Free-text object descriptions:
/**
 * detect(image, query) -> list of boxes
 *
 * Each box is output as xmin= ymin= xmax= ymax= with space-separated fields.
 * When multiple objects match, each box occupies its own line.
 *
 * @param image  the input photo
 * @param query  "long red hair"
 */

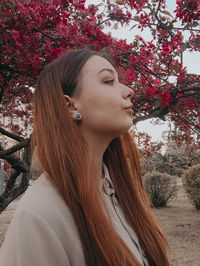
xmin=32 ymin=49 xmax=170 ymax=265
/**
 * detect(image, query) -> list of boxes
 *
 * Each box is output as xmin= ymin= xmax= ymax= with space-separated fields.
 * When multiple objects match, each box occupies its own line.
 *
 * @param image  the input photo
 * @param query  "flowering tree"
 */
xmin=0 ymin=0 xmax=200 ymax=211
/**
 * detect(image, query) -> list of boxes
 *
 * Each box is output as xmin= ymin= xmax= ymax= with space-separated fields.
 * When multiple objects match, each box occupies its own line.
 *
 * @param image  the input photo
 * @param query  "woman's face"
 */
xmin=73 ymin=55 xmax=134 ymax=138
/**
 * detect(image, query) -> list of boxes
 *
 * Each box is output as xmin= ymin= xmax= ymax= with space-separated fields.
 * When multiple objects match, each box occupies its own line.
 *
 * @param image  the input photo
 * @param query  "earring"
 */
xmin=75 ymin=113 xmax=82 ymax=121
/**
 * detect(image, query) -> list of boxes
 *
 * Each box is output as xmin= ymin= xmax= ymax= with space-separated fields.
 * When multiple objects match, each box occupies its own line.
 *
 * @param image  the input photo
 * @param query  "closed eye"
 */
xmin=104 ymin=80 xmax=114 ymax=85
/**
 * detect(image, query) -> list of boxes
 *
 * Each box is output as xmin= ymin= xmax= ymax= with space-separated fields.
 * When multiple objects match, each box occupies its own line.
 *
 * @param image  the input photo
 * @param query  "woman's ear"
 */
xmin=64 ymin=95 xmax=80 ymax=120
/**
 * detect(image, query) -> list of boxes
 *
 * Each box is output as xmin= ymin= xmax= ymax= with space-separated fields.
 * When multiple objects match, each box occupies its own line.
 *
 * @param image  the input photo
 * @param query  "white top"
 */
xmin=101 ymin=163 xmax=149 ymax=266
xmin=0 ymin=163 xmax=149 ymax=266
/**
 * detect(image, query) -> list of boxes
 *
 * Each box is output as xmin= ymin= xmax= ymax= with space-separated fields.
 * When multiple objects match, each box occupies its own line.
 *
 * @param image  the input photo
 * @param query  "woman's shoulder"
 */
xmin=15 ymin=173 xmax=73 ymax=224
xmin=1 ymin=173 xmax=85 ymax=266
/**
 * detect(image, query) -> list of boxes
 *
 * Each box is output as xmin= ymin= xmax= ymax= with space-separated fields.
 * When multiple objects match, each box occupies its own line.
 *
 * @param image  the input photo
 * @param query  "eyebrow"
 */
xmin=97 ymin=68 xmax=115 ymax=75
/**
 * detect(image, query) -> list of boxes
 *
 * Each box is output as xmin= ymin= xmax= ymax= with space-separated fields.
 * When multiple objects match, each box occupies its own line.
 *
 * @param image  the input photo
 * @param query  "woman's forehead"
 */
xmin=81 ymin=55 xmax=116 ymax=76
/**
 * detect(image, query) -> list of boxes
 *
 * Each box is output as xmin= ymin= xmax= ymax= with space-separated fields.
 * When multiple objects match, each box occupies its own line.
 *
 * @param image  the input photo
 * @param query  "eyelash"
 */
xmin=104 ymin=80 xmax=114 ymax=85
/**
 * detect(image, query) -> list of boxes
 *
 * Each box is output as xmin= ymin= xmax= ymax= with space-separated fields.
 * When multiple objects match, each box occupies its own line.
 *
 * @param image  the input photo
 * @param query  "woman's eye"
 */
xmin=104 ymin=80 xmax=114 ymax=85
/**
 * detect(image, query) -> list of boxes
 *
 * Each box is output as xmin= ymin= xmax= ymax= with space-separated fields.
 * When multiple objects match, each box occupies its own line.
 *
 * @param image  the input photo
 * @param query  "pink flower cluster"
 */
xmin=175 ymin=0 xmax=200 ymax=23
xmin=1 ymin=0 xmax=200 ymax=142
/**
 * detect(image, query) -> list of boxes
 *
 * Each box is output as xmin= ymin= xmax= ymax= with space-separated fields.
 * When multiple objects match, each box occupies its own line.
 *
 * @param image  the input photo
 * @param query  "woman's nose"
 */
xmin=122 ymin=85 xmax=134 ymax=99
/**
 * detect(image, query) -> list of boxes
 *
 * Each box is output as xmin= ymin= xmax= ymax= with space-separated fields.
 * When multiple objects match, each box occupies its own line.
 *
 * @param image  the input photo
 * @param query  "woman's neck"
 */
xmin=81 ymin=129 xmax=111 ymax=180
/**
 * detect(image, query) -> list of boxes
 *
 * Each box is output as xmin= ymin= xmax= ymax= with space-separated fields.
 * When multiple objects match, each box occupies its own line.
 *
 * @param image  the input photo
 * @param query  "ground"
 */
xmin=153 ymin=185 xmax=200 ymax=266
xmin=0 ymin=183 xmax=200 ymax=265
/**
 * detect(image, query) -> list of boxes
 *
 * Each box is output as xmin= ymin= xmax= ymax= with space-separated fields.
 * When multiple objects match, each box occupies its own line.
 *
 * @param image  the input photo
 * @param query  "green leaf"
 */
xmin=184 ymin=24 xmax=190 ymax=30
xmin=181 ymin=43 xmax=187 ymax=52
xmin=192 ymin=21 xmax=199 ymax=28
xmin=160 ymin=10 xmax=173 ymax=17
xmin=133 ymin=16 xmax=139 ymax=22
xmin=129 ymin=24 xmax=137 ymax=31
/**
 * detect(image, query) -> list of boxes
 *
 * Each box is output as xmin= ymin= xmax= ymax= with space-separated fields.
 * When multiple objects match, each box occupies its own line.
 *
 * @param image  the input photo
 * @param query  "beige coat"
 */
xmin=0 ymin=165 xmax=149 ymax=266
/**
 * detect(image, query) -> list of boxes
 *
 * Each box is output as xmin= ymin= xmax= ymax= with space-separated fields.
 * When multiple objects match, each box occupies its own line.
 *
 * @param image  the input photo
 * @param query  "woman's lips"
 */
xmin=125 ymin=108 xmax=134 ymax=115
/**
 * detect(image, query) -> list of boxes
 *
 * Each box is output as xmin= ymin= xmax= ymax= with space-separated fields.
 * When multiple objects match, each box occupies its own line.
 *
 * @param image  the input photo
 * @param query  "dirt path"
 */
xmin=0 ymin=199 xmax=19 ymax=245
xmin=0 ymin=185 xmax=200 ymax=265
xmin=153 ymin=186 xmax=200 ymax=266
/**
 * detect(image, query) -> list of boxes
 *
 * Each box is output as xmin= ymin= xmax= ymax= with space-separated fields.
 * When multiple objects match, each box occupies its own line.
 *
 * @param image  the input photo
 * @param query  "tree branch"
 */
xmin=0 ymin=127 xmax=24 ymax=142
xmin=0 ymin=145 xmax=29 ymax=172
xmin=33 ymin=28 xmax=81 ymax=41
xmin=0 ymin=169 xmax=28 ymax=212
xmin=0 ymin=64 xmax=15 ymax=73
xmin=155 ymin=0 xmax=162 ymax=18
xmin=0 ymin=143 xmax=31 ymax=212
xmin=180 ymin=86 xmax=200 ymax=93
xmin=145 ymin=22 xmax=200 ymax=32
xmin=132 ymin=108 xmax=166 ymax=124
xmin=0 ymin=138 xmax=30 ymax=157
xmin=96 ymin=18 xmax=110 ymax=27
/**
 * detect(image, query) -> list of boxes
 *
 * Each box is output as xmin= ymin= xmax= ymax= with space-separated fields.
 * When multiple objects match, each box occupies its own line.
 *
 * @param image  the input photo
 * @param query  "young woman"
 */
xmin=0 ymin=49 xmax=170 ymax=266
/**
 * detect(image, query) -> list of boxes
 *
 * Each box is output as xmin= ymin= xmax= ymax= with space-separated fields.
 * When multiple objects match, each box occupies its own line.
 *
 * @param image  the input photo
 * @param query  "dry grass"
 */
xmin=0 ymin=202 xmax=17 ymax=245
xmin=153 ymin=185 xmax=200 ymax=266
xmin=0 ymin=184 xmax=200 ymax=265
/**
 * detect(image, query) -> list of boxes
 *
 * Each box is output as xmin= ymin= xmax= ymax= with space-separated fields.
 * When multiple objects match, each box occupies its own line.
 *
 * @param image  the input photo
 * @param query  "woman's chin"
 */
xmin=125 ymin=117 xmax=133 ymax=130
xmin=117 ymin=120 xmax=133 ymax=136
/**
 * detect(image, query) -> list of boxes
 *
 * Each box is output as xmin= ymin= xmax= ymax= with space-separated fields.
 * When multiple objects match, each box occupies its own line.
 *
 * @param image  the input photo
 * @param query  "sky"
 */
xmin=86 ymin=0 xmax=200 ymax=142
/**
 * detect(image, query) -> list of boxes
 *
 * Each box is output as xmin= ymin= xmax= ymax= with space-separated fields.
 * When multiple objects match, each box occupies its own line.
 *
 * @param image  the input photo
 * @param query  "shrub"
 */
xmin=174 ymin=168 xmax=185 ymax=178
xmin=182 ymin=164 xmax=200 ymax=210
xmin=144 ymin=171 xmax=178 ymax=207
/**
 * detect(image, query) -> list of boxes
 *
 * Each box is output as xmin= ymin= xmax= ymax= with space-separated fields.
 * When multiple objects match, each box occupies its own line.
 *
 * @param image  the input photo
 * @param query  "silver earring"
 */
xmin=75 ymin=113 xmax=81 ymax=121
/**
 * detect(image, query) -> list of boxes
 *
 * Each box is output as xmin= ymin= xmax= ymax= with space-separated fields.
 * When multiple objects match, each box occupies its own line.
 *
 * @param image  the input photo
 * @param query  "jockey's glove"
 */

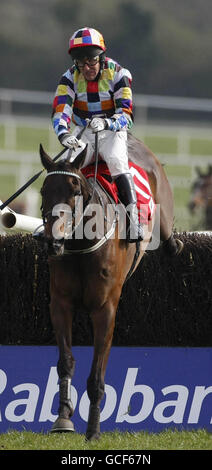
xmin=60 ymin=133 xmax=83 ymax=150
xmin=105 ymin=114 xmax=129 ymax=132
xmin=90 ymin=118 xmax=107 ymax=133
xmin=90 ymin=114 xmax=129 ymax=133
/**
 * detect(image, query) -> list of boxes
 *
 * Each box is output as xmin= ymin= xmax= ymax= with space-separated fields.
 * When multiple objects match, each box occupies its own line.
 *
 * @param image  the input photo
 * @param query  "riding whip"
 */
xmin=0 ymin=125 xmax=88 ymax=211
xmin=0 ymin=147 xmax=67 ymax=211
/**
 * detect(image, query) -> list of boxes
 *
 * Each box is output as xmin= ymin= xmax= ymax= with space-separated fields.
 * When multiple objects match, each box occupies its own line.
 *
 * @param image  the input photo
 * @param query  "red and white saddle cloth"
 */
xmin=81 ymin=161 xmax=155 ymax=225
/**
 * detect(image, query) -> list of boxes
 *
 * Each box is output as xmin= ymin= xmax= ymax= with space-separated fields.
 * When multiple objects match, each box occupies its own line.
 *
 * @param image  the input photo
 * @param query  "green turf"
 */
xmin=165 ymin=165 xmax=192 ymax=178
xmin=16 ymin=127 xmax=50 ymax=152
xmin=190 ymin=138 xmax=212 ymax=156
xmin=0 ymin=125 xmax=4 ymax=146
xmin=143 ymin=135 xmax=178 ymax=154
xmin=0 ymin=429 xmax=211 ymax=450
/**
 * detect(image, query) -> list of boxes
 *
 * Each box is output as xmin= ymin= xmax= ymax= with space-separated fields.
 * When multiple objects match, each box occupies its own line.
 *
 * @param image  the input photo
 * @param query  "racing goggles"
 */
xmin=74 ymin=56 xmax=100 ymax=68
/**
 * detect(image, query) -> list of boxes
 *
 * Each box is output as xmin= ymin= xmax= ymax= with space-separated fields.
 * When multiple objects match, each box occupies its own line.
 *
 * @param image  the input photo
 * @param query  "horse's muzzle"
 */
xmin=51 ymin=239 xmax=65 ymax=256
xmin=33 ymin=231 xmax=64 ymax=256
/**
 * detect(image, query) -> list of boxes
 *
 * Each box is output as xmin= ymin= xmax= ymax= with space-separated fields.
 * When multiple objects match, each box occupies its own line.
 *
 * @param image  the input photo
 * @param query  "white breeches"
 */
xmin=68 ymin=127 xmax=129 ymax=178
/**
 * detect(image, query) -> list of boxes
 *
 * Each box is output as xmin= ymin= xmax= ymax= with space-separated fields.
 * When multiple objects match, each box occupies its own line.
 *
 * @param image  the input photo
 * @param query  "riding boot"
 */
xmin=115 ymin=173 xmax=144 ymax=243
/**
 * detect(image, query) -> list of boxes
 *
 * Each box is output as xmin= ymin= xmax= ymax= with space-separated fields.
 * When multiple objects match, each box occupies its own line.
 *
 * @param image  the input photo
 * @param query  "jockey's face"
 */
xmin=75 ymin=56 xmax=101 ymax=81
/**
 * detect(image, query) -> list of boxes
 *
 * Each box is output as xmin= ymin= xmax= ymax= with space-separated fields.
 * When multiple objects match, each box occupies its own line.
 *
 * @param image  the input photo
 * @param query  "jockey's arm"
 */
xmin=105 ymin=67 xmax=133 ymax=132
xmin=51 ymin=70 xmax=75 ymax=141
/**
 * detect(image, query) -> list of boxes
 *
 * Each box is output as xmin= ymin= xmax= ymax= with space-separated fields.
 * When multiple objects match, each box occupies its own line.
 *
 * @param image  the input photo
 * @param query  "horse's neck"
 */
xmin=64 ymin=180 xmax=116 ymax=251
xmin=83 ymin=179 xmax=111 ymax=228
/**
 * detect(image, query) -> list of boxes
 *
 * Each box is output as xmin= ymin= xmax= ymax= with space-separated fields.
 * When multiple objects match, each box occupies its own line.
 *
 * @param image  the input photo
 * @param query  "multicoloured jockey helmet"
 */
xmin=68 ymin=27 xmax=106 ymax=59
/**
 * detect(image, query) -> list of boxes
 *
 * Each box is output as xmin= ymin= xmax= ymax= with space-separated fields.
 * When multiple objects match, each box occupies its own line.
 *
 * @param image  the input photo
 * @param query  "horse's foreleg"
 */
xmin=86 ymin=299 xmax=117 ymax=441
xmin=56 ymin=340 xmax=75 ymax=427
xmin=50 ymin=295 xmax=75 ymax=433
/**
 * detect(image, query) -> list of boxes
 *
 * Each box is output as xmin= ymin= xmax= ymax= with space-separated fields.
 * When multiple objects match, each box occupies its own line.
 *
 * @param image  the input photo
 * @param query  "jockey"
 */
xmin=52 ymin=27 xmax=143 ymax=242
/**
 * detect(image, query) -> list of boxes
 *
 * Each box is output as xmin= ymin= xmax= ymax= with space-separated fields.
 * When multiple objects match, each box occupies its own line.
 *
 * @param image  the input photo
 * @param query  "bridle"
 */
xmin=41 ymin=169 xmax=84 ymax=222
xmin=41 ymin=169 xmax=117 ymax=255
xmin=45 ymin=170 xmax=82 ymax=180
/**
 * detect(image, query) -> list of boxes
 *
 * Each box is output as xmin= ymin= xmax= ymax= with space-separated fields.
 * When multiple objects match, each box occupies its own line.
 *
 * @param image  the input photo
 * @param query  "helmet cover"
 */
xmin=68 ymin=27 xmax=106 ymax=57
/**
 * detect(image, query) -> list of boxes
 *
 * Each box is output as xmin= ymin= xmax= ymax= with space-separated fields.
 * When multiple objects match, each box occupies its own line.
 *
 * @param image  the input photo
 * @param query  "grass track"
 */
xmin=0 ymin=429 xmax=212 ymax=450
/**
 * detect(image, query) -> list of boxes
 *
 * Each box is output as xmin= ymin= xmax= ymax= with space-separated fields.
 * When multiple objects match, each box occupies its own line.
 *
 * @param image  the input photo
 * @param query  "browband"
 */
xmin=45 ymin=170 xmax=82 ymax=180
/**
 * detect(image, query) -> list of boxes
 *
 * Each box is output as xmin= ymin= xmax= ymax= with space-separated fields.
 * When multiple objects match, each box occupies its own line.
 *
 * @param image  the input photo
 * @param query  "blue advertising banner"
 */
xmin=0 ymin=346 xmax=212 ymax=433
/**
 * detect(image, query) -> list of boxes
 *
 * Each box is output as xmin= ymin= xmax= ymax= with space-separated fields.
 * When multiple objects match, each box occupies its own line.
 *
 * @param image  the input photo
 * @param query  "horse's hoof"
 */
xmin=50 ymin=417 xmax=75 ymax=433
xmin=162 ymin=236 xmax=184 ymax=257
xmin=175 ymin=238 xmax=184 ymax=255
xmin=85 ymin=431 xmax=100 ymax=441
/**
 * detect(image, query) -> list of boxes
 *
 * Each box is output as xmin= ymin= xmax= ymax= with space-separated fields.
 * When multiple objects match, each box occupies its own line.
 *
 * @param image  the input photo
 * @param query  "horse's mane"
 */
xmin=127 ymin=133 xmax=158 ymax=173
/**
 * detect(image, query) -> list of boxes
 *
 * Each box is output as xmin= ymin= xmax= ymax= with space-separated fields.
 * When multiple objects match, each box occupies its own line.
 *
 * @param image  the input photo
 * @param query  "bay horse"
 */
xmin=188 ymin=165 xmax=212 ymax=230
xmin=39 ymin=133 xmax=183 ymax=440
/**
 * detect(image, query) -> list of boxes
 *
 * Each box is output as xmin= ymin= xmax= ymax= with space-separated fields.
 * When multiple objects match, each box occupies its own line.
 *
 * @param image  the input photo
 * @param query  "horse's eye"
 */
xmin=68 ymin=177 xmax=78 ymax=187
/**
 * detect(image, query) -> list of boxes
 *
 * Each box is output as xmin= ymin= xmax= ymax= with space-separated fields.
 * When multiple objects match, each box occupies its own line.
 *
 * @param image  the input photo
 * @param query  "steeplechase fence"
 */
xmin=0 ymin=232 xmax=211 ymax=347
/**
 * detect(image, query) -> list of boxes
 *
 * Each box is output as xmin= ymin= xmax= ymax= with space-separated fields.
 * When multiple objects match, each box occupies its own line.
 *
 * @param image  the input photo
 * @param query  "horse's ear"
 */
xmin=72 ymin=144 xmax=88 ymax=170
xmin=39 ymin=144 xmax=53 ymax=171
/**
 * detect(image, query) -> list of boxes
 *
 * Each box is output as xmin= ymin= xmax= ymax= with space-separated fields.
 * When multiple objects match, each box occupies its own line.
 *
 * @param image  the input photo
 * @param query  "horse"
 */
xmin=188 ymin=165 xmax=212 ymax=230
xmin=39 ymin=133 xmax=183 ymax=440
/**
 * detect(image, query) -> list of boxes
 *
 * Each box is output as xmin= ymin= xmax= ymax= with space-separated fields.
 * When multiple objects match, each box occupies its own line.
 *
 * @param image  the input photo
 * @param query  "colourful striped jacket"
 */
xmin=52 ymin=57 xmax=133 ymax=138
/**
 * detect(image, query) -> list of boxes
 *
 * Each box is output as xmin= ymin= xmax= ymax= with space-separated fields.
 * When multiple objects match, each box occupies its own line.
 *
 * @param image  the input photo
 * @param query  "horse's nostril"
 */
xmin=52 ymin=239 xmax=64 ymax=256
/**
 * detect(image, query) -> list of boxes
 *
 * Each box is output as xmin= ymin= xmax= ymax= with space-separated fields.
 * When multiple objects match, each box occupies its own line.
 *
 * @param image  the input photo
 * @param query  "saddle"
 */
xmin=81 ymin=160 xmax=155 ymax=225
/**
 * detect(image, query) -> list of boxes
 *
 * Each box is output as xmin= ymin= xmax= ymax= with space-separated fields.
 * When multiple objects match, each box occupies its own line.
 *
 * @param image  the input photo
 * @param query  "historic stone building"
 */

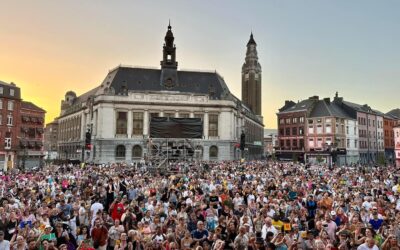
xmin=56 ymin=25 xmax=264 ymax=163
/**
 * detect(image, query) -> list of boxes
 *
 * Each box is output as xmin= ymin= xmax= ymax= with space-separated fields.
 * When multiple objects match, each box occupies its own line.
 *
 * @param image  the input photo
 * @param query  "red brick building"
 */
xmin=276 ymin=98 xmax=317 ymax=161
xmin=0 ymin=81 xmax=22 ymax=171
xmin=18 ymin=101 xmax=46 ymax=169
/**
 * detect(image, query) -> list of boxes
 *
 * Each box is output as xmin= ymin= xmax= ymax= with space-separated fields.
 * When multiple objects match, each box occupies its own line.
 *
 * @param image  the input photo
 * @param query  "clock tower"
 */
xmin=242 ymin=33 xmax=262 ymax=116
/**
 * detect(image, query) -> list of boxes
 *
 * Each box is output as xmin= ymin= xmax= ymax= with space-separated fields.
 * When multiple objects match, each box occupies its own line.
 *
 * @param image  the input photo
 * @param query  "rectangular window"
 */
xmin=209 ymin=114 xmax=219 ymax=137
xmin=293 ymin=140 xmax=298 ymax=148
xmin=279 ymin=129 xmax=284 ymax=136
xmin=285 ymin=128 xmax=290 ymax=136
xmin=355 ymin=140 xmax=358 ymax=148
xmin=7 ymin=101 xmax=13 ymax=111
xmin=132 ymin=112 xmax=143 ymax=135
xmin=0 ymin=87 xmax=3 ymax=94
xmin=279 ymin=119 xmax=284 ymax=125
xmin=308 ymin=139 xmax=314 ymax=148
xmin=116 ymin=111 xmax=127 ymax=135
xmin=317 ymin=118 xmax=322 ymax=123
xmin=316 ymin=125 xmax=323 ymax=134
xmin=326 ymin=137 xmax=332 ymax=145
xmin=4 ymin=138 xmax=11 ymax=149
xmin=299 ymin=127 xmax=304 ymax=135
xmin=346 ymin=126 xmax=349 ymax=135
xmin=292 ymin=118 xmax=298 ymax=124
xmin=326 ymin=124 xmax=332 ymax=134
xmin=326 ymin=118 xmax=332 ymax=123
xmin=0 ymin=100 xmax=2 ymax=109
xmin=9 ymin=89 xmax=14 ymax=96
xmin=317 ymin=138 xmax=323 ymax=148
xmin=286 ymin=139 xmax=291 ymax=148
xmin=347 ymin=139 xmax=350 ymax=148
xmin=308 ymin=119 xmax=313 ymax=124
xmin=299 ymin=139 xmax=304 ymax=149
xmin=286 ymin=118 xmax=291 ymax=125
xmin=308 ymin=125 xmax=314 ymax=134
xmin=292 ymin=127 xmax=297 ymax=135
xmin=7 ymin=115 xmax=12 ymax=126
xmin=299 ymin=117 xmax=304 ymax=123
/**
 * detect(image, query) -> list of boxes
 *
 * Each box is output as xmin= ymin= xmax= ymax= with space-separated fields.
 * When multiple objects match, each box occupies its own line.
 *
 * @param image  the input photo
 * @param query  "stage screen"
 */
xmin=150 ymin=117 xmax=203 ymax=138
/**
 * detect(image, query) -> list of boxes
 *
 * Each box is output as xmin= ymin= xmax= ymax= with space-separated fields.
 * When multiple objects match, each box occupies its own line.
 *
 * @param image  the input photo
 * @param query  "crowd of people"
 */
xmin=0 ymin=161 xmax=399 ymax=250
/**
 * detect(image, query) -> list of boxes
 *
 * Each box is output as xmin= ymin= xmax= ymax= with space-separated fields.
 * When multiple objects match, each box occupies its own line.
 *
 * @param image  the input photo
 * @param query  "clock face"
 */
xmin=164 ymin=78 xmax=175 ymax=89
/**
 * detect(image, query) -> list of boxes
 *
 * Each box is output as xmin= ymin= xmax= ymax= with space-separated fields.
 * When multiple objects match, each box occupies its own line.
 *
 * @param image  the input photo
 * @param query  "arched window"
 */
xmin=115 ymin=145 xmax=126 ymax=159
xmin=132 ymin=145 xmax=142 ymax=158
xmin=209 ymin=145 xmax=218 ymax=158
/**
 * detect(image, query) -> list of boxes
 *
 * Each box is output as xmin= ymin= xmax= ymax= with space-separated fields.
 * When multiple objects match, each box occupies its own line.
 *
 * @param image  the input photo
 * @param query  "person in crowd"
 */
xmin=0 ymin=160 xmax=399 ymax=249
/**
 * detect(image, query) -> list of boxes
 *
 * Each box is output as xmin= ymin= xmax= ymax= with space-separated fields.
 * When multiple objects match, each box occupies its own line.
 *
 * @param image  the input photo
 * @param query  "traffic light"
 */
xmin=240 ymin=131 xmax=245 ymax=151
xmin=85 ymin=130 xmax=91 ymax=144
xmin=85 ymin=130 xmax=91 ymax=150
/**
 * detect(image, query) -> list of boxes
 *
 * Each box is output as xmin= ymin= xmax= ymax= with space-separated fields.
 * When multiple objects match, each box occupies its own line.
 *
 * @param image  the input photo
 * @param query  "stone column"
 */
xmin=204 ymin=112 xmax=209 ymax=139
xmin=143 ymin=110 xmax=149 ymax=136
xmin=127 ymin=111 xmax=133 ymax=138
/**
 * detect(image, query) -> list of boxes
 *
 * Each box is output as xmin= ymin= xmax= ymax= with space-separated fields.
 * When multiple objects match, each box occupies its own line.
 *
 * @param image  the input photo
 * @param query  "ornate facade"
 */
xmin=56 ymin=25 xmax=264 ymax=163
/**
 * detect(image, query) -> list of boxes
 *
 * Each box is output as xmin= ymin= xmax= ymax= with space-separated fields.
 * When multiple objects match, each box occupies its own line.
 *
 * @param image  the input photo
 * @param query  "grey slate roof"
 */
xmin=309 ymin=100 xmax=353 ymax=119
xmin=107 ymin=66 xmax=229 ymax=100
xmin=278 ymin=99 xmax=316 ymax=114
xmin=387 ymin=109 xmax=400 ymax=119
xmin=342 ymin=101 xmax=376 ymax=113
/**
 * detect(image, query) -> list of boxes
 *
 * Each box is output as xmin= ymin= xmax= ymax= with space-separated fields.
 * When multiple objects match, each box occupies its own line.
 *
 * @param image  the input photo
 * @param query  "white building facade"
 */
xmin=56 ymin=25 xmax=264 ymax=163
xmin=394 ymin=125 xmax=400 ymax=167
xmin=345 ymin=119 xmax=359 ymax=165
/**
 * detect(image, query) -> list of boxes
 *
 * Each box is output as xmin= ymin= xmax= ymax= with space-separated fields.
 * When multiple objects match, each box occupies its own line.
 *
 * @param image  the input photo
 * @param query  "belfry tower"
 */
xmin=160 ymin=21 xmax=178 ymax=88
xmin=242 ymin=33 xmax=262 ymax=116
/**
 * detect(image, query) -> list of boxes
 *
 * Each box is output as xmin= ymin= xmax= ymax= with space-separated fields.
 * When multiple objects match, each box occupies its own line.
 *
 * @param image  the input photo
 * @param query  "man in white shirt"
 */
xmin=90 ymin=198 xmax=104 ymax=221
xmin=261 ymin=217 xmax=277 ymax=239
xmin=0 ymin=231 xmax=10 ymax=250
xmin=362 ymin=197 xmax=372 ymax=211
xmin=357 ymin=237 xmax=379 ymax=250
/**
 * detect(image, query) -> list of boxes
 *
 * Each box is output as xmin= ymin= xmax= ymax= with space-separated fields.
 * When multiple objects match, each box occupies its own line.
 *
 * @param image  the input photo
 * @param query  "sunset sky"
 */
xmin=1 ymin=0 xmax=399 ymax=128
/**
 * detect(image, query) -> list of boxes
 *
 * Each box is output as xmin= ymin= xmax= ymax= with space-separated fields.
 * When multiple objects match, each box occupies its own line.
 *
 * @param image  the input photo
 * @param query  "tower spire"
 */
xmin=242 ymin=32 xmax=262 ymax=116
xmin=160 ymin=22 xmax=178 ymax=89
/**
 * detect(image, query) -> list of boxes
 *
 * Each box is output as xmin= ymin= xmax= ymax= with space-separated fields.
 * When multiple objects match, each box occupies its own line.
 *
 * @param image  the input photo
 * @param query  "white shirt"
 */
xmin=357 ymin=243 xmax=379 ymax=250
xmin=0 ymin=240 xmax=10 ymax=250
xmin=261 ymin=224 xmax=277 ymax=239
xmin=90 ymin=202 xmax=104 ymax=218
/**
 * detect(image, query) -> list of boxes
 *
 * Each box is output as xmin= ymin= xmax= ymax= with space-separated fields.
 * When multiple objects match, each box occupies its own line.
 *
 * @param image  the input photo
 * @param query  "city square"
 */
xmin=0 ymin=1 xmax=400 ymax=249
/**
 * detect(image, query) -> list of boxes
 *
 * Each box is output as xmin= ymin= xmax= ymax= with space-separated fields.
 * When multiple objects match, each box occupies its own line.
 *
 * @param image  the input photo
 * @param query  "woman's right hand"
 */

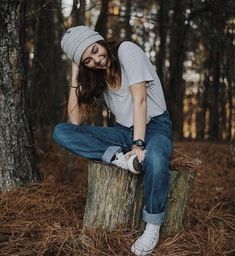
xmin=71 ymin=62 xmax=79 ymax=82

▶ **DESCRIPTION OF THE TASK**: Only the lines with the string "white" are wanted; pick them out of the records above and copy them.

▶ **RESULT OF THIS EXERCISE**:
 * @param query  "white top"
 * @param query  "red and white saddle cloth"
 * @param query  "white breeches"
 * @param query  "white building facade"
 * @param query  "man in white shirt"
 * @param query  "white shirt"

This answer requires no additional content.